* **Given exercise**
Copy the rows word for word, beginning with the line that contains "Where can the red" and continuing through the final line of the rows.

* **Given data**
□ □ □

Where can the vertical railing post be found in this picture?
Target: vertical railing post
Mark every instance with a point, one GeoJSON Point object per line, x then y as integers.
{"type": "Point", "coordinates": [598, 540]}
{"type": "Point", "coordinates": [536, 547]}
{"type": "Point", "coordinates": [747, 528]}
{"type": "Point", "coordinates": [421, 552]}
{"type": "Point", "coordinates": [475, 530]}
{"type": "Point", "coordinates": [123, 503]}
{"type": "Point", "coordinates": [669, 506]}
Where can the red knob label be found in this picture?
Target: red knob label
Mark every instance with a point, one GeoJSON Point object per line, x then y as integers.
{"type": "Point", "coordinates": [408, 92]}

□ □ □

* **Task result**
Where can the red knob label be found in this picture?
Target: red knob label
Mark every instance with a point, one GeoJSON Point object per line, x then y as integers.
{"type": "Point", "coordinates": [408, 92]}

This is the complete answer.